== Exercise requirements ==
Reproduce all entries below verbatim. Skip the pictures.
_____
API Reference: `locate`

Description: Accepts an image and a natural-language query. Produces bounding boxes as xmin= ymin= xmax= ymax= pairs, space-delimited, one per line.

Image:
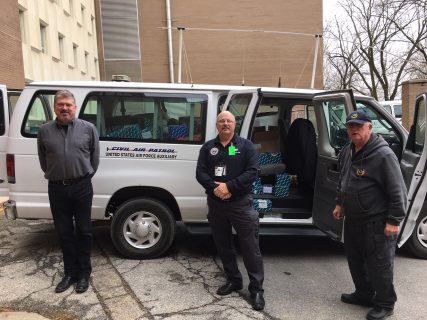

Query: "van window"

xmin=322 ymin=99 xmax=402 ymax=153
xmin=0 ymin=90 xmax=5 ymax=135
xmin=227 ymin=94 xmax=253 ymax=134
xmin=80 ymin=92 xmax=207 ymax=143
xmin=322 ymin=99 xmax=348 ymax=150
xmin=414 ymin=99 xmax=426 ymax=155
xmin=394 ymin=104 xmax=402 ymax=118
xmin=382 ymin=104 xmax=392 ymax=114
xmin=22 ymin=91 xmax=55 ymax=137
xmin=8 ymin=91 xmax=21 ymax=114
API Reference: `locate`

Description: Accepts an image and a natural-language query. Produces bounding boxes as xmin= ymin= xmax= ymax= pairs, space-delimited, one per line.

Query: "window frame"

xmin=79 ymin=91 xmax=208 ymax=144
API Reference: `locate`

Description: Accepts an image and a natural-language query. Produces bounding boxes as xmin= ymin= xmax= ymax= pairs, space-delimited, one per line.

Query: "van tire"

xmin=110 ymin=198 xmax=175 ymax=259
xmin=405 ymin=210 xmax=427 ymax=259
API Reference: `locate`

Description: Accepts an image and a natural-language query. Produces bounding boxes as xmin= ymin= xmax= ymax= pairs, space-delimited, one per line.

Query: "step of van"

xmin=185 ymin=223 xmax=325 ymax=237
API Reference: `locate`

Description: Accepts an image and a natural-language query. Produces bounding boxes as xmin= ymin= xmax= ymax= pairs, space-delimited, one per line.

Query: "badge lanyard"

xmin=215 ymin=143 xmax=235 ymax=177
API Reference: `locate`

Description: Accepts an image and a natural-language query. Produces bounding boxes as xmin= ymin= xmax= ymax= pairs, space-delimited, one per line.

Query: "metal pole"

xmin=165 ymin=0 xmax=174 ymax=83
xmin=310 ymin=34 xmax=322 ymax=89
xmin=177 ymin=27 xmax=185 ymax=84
_____
== Reply ==
API Reference: `locate`

Description: Accepts an image and a natural-language query. Produces bounding boxes as xmin= ymin= xmax= ymax= pairs, space-delimited, one per line.

Image:

Query: "van window"

xmin=322 ymin=99 xmax=402 ymax=153
xmin=0 ymin=90 xmax=5 ymax=135
xmin=227 ymin=94 xmax=253 ymax=134
xmin=80 ymin=92 xmax=207 ymax=143
xmin=322 ymin=99 xmax=348 ymax=150
xmin=414 ymin=99 xmax=426 ymax=155
xmin=394 ymin=104 xmax=402 ymax=118
xmin=382 ymin=104 xmax=392 ymax=114
xmin=22 ymin=91 xmax=55 ymax=137
xmin=8 ymin=91 xmax=21 ymax=114
API Reference: `locate`

Description: Accepts an image and a natural-language query. Produces bounding boxes as xmin= ymin= xmax= ymax= pairs, space-delimited, one per line.

Query: "window frame"

xmin=79 ymin=91 xmax=208 ymax=144
API Reference: `locate`

Description: Accepts an image and a natural-language query. Produces bounding boxes as xmin= ymin= xmax= ymax= pairs, space-delimited, one per line.

Query: "van tire"

xmin=110 ymin=198 xmax=175 ymax=259
xmin=405 ymin=210 xmax=427 ymax=259
API Reference: `locate`

Description: Accepts an image and a natural-language query. Produces bounding boxes as xmin= ymin= xmax= ymax= pairs, space-delimited, one per line.

Query: "step of van"

xmin=185 ymin=223 xmax=325 ymax=237
API Reference: `locate`

Description: Accepts an image and a natural-language query. Produces bounding boxes as xmin= ymin= xmax= ymax= pairs, space-delimited, one per line.

Query: "badge lanyard"

xmin=215 ymin=143 xmax=235 ymax=177
API Reference: `locate`

Description: Accepts an image and a natural-language query. Produces bounding boxes as xmin= ymin= xmax= ymax= pairs, space-delimited, one per line.

Query: "metal pole"

xmin=165 ymin=0 xmax=174 ymax=83
xmin=310 ymin=34 xmax=322 ymax=89
xmin=177 ymin=27 xmax=185 ymax=84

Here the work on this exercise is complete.